======== STORED DATA ========
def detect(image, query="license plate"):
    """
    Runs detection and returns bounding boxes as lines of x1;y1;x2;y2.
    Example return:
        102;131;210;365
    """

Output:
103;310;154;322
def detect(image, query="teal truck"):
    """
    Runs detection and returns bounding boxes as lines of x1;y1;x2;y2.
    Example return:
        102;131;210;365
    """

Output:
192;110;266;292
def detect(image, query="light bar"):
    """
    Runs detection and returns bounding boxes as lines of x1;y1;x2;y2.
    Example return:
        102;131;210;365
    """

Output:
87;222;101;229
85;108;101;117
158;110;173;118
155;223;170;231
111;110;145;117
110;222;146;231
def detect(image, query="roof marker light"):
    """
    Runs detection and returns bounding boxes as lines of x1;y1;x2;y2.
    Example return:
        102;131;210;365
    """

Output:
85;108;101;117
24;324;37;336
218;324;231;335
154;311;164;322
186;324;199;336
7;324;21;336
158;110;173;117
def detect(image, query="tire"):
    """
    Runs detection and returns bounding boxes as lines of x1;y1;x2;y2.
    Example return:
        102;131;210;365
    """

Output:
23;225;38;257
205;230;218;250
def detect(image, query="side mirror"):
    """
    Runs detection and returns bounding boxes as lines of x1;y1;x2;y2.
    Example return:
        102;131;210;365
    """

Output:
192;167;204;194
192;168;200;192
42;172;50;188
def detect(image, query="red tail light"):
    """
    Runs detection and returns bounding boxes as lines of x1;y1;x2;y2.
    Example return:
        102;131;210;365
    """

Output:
========
## DIRECTIONS:
Pull out each line of the listing above that contains the string "image".

## RESULT FOR THIS TASK:
def detect(image, query="license plate"):
def detect(image, query="teal truck"):
def detect(image, query="light bar"):
def detect(image, query="roof marker light"):
def detect(image, query="tire"):
def detect(image, query="side mirror"):
def detect(image, query="red tail light"):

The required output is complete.